▶ **RECORD EXTRACTS**:
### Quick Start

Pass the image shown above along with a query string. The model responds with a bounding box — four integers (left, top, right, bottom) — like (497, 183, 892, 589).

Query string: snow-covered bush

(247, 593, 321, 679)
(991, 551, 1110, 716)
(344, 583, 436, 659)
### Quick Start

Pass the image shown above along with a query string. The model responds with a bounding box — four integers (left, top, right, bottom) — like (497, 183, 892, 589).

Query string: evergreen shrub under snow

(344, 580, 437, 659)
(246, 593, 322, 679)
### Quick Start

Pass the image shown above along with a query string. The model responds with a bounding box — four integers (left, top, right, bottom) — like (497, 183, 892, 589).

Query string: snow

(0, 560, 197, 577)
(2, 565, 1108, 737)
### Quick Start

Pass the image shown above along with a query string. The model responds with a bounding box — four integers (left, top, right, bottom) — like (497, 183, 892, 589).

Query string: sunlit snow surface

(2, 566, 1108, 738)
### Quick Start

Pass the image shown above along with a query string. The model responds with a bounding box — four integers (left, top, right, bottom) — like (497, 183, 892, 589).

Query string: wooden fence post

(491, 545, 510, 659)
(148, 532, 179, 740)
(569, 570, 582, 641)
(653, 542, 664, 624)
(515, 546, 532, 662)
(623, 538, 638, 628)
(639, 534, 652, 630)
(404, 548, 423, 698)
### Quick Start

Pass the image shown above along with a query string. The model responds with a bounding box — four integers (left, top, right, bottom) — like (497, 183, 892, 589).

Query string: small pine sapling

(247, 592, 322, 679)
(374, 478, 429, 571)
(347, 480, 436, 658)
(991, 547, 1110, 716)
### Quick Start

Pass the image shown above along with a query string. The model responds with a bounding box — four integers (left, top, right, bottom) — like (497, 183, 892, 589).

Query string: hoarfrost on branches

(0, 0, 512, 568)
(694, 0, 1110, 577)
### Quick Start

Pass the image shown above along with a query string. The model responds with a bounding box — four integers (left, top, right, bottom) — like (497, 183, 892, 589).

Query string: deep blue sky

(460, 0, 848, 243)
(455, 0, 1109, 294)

▶ **ASSIGNMENT**: All of the material above is to be repeated exactly.

▶ **RESULT**:
### Quick Start

Pass the image shown above along with a query string. The model responds with a bounding box — four integers (left, top, right, bottom) — like (497, 183, 892, 589).

Query string: snow-covered bush

(247, 593, 321, 679)
(991, 551, 1110, 716)
(344, 583, 436, 659)
### Quick Start

Pass the image shown above along with a query string. The model responds with a bounding box — four integers (left, top, right, bottom) — like (497, 183, 892, 589).

Query string: evergreen shrub under snow

(344, 580, 437, 659)
(246, 593, 322, 679)
### Quick Start

Pass the image shown above along with a query string. The model responds with a bounding box — four integers (left, top, right, bottom) — like (497, 183, 892, 589).

Query string: snow

(0, 560, 197, 577)
(2, 565, 1108, 737)
### Quick Start

Pass the image shown above along with a query string. The model responds with a bounding box — four integers (left, top, right, bottom) — like (497, 183, 892, 589).

Query string: sunlit snow surface

(2, 566, 1108, 738)
### Quick Start

Pass the image shown above along with a query string. The model responds with a bounding box — four integers (left, top, right, bottom) — like (497, 183, 892, 589).

Query string: wooden fence post

(491, 545, 510, 659)
(148, 532, 179, 740)
(569, 570, 582, 641)
(653, 542, 664, 624)
(515, 546, 532, 662)
(623, 538, 638, 628)
(639, 534, 652, 630)
(404, 548, 423, 698)
### Quick Start

Pass the image shown above along with a query string. The model responds with a bounding box — four integers (left, top, right, bottom) — like (497, 183, 892, 589).

Query string: small pine sapling

(247, 592, 322, 679)
(374, 478, 429, 571)
(347, 480, 436, 658)
(991, 547, 1110, 716)
### Quick Start

Pass the image shown above along with a query string. The model responds with a bounding box — four integers (left, top, right, bottom) — like (497, 183, 892, 589).

Query string: hoarfrost on branches

(0, 0, 512, 568)
(694, 0, 1110, 577)
### Quick Start

Pass the image shown above along with a query string. The model responds with a bounding box — four integers (left, top, right, bottom) — like (497, 183, 892, 589).

Query string: deep blue sky

(460, 0, 848, 243)
(455, 0, 1109, 294)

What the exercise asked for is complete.